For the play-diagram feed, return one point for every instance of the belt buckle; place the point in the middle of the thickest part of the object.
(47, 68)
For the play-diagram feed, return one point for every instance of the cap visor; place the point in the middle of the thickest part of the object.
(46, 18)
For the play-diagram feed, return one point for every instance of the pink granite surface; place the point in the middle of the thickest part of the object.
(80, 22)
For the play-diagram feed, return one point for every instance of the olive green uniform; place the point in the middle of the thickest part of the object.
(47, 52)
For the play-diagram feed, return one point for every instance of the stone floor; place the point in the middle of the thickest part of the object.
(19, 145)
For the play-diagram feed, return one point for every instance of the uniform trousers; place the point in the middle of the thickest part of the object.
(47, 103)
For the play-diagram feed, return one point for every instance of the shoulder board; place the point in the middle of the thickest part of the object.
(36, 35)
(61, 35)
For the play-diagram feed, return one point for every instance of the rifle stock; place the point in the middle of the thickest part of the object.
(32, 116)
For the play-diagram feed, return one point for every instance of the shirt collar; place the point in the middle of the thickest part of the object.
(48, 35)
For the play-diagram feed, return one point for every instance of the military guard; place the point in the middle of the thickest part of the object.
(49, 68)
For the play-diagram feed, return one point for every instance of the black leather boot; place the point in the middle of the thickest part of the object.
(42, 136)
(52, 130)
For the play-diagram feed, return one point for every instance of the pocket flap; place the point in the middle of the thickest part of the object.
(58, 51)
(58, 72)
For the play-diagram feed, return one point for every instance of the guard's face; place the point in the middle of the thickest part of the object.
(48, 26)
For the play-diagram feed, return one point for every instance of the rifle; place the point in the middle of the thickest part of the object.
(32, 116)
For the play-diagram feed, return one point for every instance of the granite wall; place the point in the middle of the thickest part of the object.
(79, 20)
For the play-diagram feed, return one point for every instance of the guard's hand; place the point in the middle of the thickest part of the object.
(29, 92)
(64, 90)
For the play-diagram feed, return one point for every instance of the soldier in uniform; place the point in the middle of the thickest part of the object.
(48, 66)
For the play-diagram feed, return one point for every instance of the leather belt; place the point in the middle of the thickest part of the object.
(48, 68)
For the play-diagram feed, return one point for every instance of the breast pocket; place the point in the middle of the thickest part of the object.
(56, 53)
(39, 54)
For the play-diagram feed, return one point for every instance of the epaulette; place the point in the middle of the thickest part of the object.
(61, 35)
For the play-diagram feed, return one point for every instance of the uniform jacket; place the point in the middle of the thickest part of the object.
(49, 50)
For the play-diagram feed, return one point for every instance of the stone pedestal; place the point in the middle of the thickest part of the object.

§ Prompt:
Each entry above is to be written out exactly.

§ Response area:
For the play-diagram feed, return one point for every instance of the belt buckle; place the point in the middle of the thickest part of the object.
(47, 68)
For the play-diagram feed, return one point for every instance of the cap visor; place the point in the middle of the thickest part of the object.
(46, 18)
For the play-diagram feed, return one point for every instance of the pink granite surface; place the point in the middle of the thickest part of the object.
(80, 22)
For the play-diagram feed, return one point for every instance of the olive green uniform; place the point in the middle of the thickest part of the object.
(47, 52)
For the play-diagram feed, return one point for every instance of the stone floor; place the point in the middle of the thickest part of the object.
(19, 145)
For the play-diagram feed, return one point for every instance of the uniform trousers; place the point in the middle of the thickest part of the object.
(47, 103)
For the play-diagram feed, return one point for every instance of the shoulder board; place the point in the middle of the thickest part of the object.
(36, 35)
(61, 35)
For the play-diagram feed, return one point for every instance of the rifle stock; place the point in the middle of the thickest part of the object.
(32, 116)
For the play-diagram feed, return one point for every instance of the shirt collar; place the point in the middle of the thickest part of the object.
(48, 35)
For the play-diagram feed, return one point for every instance of the military guard; place the point in the middle of the thickest part of the object.
(49, 68)
For the play-diagram feed, return one point for every instance of the black leather boot; place the point in the middle of the thickest part of the object.
(42, 136)
(52, 130)
For the play-diagram feed, return one point for every instance of the pocket flap; place the point in the middle of the thickest part of the object.
(58, 51)
(58, 72)
For the play-diagram feed, return one point for every instance of the guard's face; place the point in the middle of the thickest part of the object.
(48, 26)
For the play-diagram feed, return one point for every instance of the rifle; place the point in the middle of the thickest part of the object.
(32, 116)
For the play-diagram feed, return one point for every instance of the granite wall; place the point in the middle of the thickest part of the object.
(79, 20)
For the play-diagram feed, return one point for every instance of the guard's hand; place the point in the middle of the thickest part of the object.
(29, 92)
(64, 90)
For the play-diagram feed, return one point for every instance of the soldier in uniform; place the point in the middle of the thickest part of the object.
(48, 66)
For the play-diagram feed, return one point for every instance of the leather belt; place the point in the middle of the thickest part of the object.
(48, 68)
For the play-diagram feed, return one point for every instance of the breast pocket; place the point in the middle of the thickest part of the object.
(56, 53)
(39, 54)
For the play-diagram feed, return one point for every instance of the epaulette; place the point in the middle of the thickest part of the object.
(61, 35)
For the play-diagram feed, return one point for every instance of the uniform jacket; place the point in the middle of the thickest part of the object.
(49, 50)
For the play-diagram feed, return one point for every instance of the stone pedestal; place the point in the middle of the thickest part of the object.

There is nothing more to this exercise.